REQUIREMENT:
Pull every line containing "class" from the data.

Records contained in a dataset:
- - -

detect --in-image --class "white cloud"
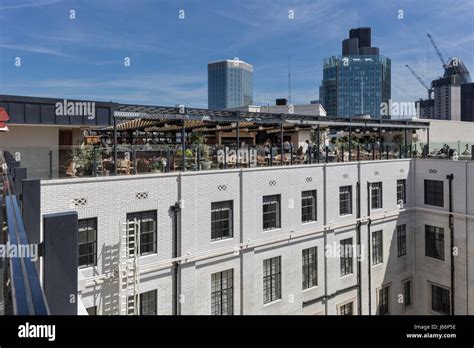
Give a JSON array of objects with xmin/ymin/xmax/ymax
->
[
  {"xmin": 0, "ymin": 43, "xmax": 69, "ymax": 57},
  {"xmin": 0, "ymin": 0, "xmax": 62, "ymax": 11}
]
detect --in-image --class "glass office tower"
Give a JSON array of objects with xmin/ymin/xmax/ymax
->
[
  {"xmin": 320, "ymin": 28, "xmax": 391, "ymax": 118},
  {"xmin": 208, "ymin": 60, "xmax": 253, "ymax": 109}
]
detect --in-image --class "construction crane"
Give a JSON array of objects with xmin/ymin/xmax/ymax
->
[
  {"xmin": 427, "ymin": 33, "xmax": 471, "ymax": 83},
  {"xmin": 405, "ymin": 64, "xmax": 433, "ymax": 100},
  {"xmin": 427, "ymin": 33, "xmax": 447, "ymax": 68}
]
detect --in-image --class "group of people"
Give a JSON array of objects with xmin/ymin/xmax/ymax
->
[{"xmin": 261, "ymin": 139, "xmax": 319, "ymax": 163}]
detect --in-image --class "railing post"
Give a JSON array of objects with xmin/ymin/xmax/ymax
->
[
  {"xmin": 248, "ymin": 146, "xmax": 251, "ymax": 168},
  {"xmin": 92, "ymin": 145, "xmax": 97, "ymax": 177},
  {"xmin": 386, "ymin": 145, "xmax": 389, "ymax": 160},
  {"xmin": 224, "ymin": 146, "xmax": 227, "ymax": 169},
  {"xmin": 181, "ymin": 120, "xmax": 186, "ymax": 172},
  {"xmin": 357, "ymin": 145, "xmax": 360, "ymax": 161},
  {"xmin": 325, "ymin": 146, "xmax": 329, "ymax": 163},
  {"xmin": 132, "ymin": 149, "xmax": 137, "ymax": 175},
  {"xmin": 399, "ymin": 144, "xmax": 402, "ymax": 159},
  {"xmin": 379, "ymin": 142, "xmax": 383, "ymax": 160},
  {"xmin": 290, "ymin": 144, "xmax": 294, "ymax": 165},
  {"xmin": 341, "ymin": 146, "xmax": 344, "ymax": 162},
  {"xmin": 197, "ymin": 147, "xmax": 201, "ymax": 171},
  {"xmin": 166, "ymin": 148, "xmax": 171, "ymax": 173},
  {"xmin": 48, "ymin": 150, "xmax": 53, "ymax": 179},
  {"xmin": 372, "ymin": 143, "xmax": 375, "ymax": 161}
]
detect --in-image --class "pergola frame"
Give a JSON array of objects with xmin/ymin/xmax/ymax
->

- - -

OUTPUT OF THE EXERCISE:
detect --in-image --class "white cloud"
detect --in-image --class "glass office tower"
detect --in-image --class "construction crane"
detect --in-image --class "group of people"
detect --in-image --class "railing post"
detect --in-image --class "pergola frame"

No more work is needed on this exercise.